PASSAGE: Begin

If, in the future, CPLA cannot find opportunities to invest retained earnings at high rates of return, the company may begin to pay a dividend. Indeed if they cannot reinvest their cash for meaningful growth, they should adopt a dividend policy. Let’s look at 2 dividend scenarios:
For these 2 scenarios, let’s assume that the net income of $61M they achieved in 2010 can be expected long term. The forecasts for 2011 and 2012 are below this, but once the macro-economic climate picks up CPLA will likely return to their 2010 performance levels.
- Scenario 1: If the company employs a payout ratio of 50%: Intrinsic Value will drop to $41.55 (to understand why IV would drop as a result of introducing a dividend, see our articles: here, and here), and the yield based on the current shareprice of $34.30 would be 5.2%.
- Scenario 2: If the company employs a payout ratio of 75%, Intrinsic Value will drop to $34.87, and the dividend yield based on a shareprice of $34.30 would be 7.8%.
For 2010, around 78% of the revenues of CPLA were derived from federal student financial aid programs, hence the company keeps a close eye on all regulatory developments. The remainder came from individual resources and corporate funding.
There is a wide range of criteria that a for-profit education institution such as CPLA need to adhere to in order to access federal funding, and many of the requirements have been recently reviewed and modified by the Department of Education. Just a few of the many requirements are outlined below:
Cohort Rate (default rate) – an education institution must have no more than 25% of its students default on their student loans. CPLA’s cohort rate for 2009, based on data from the DoE, was 6.7%.
The 90/10 Rule – an institution cannot derive more than 90% of its revenues from federal student financial aid programs. For the year ended December 2010 CPLA derived 78% of its revenues from the federal government.

PASSAGE: End

### TASK LIST
- 1) Swap "scenarios" for "cases" and give the CPLA passage again, everything from "If, in the future, CPLA" down to "would be 5.2%.".
- 2) Decide whether each statement agrees with the CPLA passage. Answer yes or no, and quote the words that decide it.
(a) In 2010, around 78% of CPLA's revenues came from federal student financial aid programs.
(b) With a 75% payout ratio, the dividend yield would be 5.2%.
(c) To access federal funding, an institution may have no more than 10% of its students default on their student loans.
Answer from the CPLA passage alone.

STUDY MATERIAL: Begin

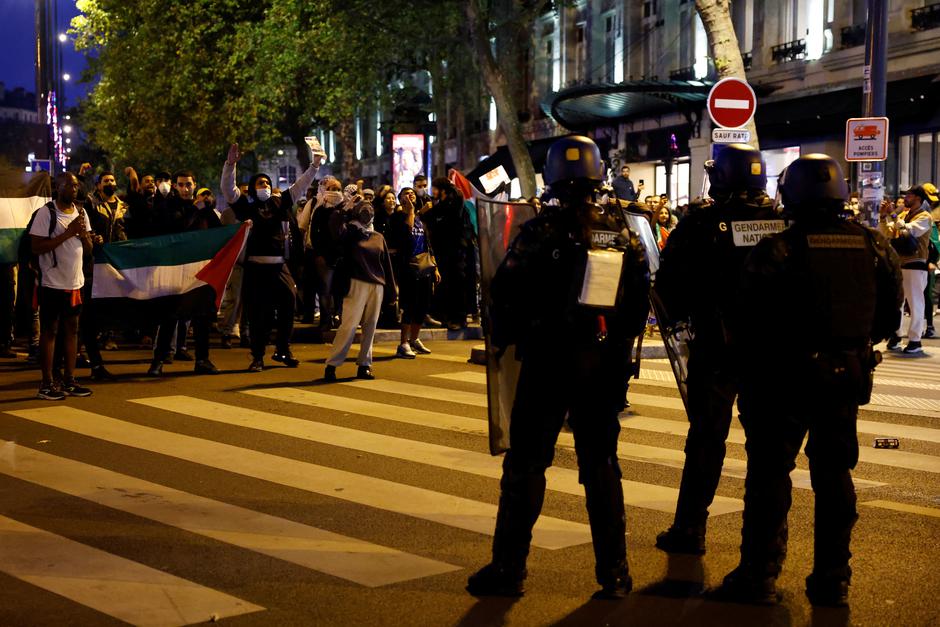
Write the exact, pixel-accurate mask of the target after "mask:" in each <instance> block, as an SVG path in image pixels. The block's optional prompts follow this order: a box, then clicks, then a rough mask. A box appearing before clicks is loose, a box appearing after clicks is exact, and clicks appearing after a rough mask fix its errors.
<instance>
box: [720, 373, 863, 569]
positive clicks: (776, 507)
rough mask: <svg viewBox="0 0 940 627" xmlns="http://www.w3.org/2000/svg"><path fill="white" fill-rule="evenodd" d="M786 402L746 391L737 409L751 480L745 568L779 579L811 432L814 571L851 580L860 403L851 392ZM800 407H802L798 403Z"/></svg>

STUDY MATERIAL: End
STUDY MATERIAL: Begin

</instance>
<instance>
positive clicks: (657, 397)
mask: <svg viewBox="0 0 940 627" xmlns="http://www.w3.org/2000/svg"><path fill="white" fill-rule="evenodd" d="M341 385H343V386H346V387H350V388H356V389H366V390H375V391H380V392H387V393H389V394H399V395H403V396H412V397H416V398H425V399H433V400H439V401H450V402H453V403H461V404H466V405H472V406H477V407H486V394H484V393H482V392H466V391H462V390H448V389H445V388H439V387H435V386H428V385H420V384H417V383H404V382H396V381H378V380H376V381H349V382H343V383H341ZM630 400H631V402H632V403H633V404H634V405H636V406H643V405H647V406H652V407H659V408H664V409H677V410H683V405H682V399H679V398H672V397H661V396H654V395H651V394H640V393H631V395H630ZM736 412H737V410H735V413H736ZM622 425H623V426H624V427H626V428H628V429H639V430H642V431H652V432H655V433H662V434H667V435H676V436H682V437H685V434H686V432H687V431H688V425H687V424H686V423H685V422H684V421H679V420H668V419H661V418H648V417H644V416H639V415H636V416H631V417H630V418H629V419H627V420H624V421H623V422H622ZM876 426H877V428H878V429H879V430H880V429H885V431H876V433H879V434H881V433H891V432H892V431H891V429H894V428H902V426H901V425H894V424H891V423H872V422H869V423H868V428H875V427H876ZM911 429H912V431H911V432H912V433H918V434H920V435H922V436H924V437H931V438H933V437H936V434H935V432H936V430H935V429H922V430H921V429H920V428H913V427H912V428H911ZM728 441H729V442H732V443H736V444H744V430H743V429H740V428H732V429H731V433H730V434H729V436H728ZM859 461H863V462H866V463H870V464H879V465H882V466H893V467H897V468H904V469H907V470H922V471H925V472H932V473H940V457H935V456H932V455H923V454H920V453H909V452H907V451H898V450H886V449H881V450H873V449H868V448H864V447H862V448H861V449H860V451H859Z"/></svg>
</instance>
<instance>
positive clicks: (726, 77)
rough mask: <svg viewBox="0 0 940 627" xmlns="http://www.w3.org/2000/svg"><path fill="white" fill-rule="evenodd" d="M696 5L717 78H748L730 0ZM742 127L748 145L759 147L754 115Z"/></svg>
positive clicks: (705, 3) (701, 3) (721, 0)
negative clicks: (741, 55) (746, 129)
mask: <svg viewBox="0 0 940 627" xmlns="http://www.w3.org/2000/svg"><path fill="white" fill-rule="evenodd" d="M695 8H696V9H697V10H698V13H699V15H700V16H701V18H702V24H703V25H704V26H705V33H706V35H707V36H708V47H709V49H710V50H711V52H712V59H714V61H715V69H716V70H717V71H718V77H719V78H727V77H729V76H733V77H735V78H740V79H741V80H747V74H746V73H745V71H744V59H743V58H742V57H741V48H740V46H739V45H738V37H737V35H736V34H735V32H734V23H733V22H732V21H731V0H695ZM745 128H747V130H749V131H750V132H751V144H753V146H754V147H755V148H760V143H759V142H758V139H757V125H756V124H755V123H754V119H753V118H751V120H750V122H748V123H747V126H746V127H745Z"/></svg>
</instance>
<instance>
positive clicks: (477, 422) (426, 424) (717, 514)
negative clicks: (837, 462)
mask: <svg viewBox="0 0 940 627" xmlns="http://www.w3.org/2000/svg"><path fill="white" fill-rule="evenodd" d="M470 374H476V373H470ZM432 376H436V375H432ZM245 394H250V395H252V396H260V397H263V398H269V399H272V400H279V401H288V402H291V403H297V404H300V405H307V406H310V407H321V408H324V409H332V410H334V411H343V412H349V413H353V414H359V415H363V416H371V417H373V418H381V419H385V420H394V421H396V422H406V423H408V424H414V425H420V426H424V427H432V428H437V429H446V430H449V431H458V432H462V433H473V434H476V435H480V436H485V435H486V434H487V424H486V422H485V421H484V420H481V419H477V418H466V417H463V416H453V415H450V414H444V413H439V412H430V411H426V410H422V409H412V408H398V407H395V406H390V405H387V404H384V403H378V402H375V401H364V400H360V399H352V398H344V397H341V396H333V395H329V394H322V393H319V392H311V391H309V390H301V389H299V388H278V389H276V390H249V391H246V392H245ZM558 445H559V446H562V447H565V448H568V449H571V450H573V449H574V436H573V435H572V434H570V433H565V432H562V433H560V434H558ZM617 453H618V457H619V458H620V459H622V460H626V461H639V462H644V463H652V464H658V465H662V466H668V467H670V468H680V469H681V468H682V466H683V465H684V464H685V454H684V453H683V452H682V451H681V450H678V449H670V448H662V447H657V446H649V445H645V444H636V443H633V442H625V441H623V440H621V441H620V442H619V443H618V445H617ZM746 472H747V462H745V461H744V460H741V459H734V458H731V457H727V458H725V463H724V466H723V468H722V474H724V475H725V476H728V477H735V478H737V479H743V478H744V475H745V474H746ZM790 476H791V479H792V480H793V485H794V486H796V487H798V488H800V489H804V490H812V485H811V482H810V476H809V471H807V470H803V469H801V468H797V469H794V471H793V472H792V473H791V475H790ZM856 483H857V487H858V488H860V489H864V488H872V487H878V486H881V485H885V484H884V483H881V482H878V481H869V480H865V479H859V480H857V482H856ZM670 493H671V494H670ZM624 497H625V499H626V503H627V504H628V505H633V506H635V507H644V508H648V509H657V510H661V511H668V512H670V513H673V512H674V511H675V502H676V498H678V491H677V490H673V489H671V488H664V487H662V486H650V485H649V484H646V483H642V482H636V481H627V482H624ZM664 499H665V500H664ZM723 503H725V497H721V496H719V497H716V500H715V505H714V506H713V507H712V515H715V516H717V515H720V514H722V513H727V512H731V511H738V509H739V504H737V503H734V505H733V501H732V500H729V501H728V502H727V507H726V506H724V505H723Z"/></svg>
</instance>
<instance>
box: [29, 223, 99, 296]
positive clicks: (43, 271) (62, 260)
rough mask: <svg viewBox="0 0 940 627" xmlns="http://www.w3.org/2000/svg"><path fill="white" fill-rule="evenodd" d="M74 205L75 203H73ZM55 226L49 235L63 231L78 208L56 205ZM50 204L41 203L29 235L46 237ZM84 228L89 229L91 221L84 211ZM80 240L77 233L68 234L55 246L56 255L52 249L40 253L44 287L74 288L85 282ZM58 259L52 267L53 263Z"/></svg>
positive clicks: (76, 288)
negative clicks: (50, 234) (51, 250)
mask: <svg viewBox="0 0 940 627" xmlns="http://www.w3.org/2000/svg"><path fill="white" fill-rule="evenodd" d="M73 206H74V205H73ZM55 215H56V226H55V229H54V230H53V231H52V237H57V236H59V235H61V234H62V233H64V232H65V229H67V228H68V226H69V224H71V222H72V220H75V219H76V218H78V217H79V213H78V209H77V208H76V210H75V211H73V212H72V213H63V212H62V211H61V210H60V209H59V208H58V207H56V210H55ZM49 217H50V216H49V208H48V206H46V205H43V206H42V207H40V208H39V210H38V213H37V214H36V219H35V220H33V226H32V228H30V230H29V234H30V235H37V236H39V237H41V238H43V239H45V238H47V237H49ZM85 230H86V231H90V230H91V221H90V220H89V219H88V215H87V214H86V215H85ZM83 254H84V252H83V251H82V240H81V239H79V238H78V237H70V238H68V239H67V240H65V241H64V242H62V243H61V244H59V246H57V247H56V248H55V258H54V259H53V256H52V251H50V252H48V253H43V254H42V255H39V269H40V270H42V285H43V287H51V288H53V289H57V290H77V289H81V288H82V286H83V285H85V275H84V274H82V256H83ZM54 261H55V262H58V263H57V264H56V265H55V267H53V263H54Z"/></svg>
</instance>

STUDY MATERIAL: End

### ANSWERS FOR THE EXERCISE
- 1)
If, in the future, CPLA cannot find opportunities to invest retained earnings at high rates of return, the company may begin to pay a dividend. Indeed if they cannot reinvest their cash for meaningful growth, they should adopt a dividend policy. Let’s look at 2 dividend cases:
For these 2 cases, let’s assume that the net income of $61M they achieved in 2010 can be expected long term. The forecasts for 2011 and 2012 are below this, but once the macro-economic climate picks up CPLA will likely return to their 2010 performance levels.
- Scenario 1: If the company employs a payout ratio of 50%: Intrinsic Value will drop to $41.55 (to understand why IV would drop as a result of introducing a dividend, see our articles: here, and here), and the yield based on the current shareprice of $34.30 would be 5.2%.

- 2)
(a) Yes: "For 2010, around 78% of the revenues of CPLA were derived from federal student financial aid programs"
(b) No: "If the company employs a payout ratio of 75%, Intrinsic Value will drop to $34.87, and the dividend yield based on a shareprice of $34.30 would be 7.8%"
(c) No: "an education institution must have no more than 25% of its students default on their student loans"